◆ **Assignment**
Return all lines in the data where the string "that" can be found.

Items listed in a dataset:
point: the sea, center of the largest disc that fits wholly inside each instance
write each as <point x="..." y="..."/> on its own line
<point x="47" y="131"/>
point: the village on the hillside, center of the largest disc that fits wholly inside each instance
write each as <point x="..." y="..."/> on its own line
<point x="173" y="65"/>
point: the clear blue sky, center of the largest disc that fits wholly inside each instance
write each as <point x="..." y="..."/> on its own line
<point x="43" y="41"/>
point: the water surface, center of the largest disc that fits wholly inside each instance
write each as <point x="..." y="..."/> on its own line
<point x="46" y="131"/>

◆ **Finished task**
point: the sea, center of the largest disc that fits wholly inside each instance
point: the village on the hillside, center of the largest disc that fits wholly inside each instance
point: the clear blue sky, center of the largest disc that fits wholly inside each instance
point: the water surface, center of the largest disc that fits wholly inside each instance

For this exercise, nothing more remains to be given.